Free-text object descriptions:

____________________

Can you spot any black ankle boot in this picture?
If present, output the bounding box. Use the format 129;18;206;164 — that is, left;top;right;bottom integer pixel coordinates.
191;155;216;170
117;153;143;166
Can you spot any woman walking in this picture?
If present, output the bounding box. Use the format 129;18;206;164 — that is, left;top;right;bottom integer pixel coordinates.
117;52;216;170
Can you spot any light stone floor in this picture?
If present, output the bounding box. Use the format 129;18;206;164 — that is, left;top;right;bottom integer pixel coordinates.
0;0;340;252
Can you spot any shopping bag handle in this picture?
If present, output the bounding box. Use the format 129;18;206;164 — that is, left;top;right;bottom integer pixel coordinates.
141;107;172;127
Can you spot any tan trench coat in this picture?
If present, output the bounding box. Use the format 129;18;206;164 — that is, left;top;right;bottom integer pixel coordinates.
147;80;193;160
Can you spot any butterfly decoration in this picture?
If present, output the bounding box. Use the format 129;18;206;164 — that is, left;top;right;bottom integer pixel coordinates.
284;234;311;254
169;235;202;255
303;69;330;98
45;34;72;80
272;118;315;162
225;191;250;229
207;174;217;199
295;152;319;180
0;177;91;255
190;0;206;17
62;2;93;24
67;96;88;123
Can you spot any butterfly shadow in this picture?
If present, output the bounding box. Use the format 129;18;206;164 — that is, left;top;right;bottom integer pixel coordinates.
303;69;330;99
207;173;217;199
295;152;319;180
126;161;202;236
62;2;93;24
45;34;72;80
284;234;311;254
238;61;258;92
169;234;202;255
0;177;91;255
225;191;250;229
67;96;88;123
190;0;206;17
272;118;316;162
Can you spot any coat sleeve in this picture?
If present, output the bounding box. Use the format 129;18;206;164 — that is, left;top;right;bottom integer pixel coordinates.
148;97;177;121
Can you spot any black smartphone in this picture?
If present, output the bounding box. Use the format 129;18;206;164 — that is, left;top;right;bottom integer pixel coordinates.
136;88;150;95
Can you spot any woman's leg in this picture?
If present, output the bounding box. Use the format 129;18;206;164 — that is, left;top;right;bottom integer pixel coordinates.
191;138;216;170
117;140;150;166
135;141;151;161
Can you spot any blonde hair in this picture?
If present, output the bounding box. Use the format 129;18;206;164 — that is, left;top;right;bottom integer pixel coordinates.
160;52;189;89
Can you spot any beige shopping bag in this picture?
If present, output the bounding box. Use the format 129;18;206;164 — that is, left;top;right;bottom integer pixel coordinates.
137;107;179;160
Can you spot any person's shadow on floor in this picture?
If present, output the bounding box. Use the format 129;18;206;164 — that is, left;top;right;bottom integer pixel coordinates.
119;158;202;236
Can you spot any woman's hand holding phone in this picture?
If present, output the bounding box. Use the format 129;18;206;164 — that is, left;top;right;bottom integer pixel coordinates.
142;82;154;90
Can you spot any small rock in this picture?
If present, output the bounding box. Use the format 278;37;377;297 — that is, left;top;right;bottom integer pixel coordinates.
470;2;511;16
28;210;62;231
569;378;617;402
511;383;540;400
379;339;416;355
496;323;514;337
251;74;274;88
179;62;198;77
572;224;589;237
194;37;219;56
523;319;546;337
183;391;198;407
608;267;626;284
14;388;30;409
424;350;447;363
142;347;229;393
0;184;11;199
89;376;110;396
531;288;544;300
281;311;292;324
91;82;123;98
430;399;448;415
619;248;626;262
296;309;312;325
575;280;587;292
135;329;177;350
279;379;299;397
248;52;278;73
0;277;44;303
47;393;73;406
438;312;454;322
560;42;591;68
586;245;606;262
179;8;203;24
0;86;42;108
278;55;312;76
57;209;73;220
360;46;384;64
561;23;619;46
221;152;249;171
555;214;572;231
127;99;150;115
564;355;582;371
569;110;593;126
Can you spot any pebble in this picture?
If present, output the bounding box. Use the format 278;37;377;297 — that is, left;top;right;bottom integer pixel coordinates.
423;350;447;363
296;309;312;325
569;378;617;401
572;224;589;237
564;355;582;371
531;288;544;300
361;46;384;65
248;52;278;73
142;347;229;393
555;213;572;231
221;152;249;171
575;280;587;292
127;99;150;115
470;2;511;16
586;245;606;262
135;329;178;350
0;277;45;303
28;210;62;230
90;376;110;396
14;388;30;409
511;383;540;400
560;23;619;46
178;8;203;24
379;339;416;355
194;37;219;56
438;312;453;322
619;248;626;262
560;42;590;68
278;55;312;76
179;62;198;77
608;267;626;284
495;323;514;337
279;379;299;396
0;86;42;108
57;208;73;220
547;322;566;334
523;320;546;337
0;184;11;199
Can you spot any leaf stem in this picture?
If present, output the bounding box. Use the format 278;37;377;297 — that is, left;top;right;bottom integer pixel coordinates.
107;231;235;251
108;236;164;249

____________________

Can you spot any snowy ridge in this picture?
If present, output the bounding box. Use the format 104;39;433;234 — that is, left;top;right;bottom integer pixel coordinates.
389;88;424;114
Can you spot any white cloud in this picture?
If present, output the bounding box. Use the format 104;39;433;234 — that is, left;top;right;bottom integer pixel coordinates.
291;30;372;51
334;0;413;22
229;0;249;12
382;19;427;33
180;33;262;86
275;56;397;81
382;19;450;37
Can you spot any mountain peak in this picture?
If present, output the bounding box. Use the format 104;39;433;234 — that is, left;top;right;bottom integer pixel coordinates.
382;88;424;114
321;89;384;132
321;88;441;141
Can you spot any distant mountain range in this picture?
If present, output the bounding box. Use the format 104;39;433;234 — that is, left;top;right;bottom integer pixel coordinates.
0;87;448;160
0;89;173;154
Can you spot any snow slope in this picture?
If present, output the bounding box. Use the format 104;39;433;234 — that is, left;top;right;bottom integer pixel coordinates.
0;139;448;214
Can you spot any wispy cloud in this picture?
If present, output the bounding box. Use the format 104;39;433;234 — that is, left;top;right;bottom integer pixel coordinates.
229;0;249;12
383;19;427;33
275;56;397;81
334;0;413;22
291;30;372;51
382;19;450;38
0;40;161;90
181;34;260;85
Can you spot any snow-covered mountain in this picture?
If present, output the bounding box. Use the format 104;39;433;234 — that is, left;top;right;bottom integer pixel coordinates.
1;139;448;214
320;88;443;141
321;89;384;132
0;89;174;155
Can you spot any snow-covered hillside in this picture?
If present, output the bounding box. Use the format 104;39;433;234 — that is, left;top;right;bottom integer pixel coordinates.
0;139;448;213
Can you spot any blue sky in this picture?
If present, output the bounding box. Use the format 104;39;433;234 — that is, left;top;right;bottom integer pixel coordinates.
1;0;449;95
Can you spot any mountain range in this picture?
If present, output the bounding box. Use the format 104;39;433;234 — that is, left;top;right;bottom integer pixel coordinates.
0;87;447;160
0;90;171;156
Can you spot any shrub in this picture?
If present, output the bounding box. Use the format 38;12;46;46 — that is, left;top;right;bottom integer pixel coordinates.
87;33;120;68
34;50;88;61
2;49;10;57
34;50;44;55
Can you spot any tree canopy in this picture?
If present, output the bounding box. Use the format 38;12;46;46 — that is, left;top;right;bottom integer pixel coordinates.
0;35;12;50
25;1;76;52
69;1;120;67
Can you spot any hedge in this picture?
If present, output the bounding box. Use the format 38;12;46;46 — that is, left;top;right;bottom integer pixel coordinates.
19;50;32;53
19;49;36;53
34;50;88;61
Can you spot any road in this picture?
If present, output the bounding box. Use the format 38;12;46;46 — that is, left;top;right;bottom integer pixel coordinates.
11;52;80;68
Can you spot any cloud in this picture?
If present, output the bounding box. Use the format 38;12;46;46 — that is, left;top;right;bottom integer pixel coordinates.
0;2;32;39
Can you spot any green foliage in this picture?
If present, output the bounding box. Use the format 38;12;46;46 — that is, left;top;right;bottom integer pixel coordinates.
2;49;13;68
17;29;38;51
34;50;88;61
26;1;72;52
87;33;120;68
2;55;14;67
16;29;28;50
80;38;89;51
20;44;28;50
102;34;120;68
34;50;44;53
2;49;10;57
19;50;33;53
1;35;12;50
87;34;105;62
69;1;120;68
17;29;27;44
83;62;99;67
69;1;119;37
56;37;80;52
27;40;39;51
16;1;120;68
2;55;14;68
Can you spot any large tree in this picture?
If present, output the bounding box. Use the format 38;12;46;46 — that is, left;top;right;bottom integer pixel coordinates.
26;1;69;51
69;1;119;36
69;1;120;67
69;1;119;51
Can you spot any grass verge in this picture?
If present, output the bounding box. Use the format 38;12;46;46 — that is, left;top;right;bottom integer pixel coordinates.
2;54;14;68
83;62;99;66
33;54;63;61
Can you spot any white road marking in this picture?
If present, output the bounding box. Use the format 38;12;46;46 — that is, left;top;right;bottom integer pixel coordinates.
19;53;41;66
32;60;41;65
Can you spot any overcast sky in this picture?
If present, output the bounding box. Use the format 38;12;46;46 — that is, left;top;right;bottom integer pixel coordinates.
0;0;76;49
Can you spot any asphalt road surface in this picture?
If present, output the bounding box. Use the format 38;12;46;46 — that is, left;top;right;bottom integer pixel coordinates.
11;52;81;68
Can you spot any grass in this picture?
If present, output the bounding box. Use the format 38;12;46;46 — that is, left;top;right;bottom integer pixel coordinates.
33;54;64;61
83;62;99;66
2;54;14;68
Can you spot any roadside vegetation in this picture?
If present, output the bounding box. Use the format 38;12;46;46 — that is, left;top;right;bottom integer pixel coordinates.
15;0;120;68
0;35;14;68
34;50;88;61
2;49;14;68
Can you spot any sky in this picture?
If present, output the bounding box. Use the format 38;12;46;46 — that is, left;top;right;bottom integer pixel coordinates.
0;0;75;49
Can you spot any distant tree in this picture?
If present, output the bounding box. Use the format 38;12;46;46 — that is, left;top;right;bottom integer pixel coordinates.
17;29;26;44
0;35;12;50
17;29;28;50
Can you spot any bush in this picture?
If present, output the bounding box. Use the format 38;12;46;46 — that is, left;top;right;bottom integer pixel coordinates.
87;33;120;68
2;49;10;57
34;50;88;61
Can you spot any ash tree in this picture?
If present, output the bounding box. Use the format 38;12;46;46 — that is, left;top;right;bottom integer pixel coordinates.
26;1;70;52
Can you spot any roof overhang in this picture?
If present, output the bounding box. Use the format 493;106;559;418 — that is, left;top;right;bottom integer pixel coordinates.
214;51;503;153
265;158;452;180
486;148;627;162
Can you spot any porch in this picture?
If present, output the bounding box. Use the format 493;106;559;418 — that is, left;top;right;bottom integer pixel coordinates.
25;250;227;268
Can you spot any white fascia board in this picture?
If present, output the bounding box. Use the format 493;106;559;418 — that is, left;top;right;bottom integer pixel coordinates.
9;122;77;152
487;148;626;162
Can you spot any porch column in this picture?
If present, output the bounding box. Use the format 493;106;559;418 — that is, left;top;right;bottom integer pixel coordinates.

____________________

Problem - What number of lines in the records hold "white"? Reply with that number alone.

Response box - 3